- **Задача**: Какова, согласно отрывку о Симльской конвенции, площадь территории с городом и монастырем Таван, которая отходила к индийским владениям?

- **Отрывок для чтения**:
-- -- --
Симльская конвенция также предоставляла Великобритании режим наибольшего благоприятствования в торговле с Тибетом; торговые правила 1893 и 1908 гг. аннулировались и подлежали замене новыми после соответствующих переговоров между тибетским и китайским правительствами[406].

В апреле 1914 г. стороны парафировали Симльское соглашение, однако оно не вступило в силу по той причине, что китайское правительство и парламент отказались его ратифицировать, признав неудовлетворительным проведенное разграничение Внешнего и Внутреннего Тибета. В результате британский и тибетский представители подписали 3 июля совместную декларацию, в которой заявили о признании парафированной конвенции обязательной для правительств Великобритании и Тибета, что, впрочем, не сделало соглашение «работающим». Одновременно англичане и тибетцы заключили между собой новый торговый договор «Правила англотибетской торговли». Кроме этого они достигли договоренности по еще одному очень важному для них вопросу — о демаркации индо-тибетской границы в Ассамских Гималаях восточнее Бутана (так наз. «линия Макмагона»). Этот договор, однако, вызвал недо

вольство в Лхасе, поскольку в соответствии с ним часть исконно тибетской территории с городом и монастырем Таван, площадью около 2000 кв. миль, отходила к индийским владениям. (Несмотря на договор, Таван фактически продолжал оставаться под юрисдикцией тибетских властей.)

Таким образом, главная цель симльских переговоров не была достигнута: Тибет продолжал настаивать на своей полной независимости, в то время как Китай по-прежнему считал территорию Тибета неотъемлемой частью Китайской Республики. В выигрыше были лишь англичане, заключившие выгодное торговое соглашение с тибетцами. По мнению американского тибетолога М. Голдстейна, Англия в действительности не была заинтересована в «независимом» Тибете, поскольку его создание могло привести к значительным международным осложнениям и к ухудшению англо-китайских и англо-русских отношений. Британские интересы более всего удовлетворял статус Тибета как «самоуправляющегося доминиона, находящегося номинально под властью Китая, но с ограниченным китайским влиянием, и фактически не имеющего связи с европейскими странами».
-- -- --
- **Извлечённые строки**:
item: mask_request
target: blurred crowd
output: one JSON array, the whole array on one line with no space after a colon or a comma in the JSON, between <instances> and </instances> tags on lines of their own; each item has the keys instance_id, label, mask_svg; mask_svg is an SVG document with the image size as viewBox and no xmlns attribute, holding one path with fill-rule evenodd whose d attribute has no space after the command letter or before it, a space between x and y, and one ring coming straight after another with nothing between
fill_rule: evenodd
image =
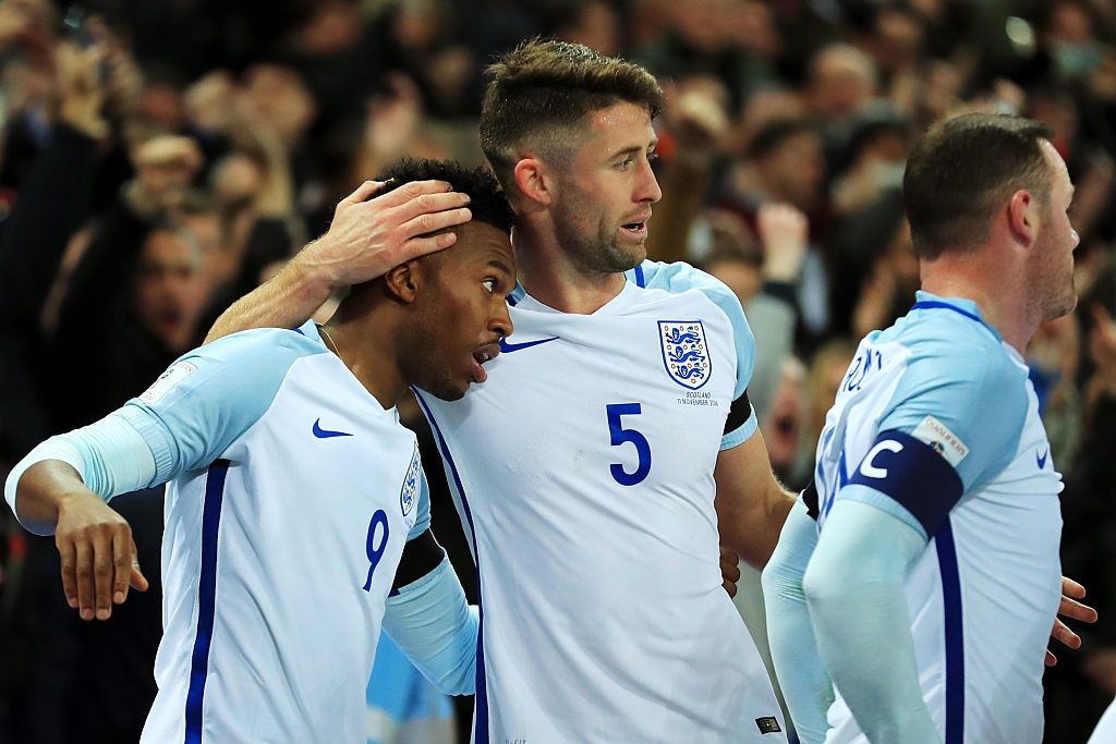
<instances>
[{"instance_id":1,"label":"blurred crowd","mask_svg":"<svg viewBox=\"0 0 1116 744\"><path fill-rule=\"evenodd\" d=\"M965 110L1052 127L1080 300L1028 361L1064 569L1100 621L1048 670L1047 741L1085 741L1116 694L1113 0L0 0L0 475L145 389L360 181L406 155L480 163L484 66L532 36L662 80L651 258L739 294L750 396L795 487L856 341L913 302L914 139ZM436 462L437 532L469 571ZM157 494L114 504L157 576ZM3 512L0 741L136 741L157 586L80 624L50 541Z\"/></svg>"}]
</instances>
-- -- --
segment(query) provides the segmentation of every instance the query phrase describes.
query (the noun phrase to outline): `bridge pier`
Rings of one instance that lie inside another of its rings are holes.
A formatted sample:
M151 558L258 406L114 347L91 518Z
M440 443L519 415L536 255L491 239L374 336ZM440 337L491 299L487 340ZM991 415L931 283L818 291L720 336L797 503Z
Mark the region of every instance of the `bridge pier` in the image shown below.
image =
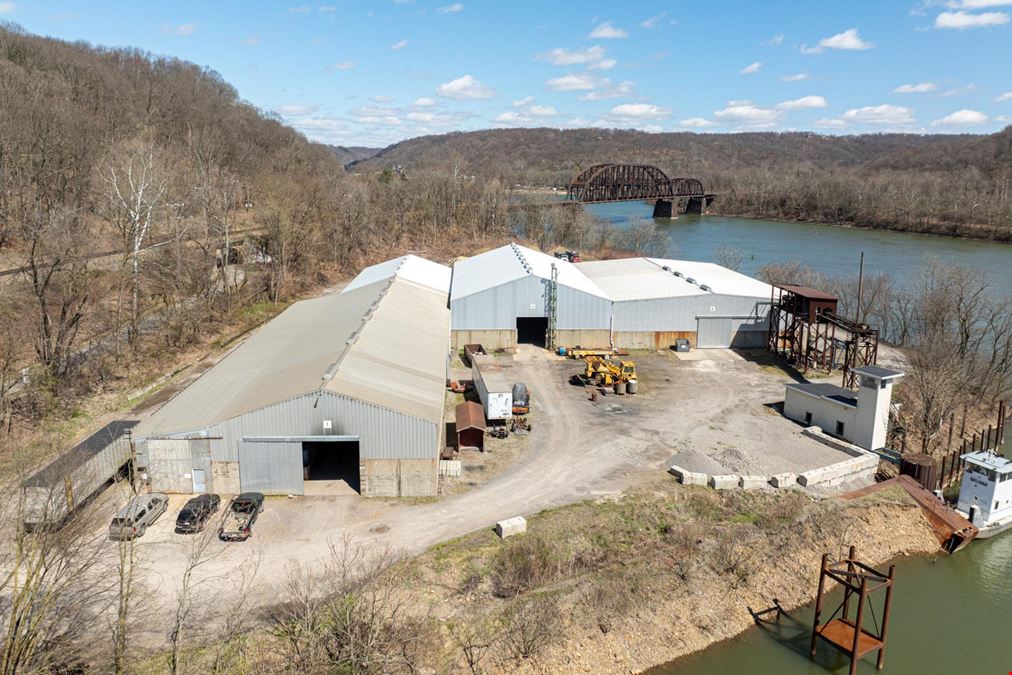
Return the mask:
-- -- --
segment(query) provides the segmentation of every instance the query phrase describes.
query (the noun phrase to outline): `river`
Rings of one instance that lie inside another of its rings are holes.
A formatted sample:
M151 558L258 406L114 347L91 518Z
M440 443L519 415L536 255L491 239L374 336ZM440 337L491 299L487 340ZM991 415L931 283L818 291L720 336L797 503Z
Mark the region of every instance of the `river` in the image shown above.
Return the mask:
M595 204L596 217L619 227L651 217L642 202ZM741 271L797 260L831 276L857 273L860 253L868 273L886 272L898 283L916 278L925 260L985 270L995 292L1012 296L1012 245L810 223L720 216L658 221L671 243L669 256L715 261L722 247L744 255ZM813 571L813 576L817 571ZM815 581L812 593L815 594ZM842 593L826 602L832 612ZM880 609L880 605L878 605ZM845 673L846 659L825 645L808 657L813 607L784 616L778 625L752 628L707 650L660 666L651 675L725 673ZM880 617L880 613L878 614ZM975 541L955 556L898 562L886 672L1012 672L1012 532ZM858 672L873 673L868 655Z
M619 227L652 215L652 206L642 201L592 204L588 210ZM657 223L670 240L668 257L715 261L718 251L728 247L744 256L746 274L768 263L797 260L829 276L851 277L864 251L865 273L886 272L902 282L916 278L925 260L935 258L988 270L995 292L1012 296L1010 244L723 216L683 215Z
-- -- --
- **Ответ**: Около 2000 квадратных миль.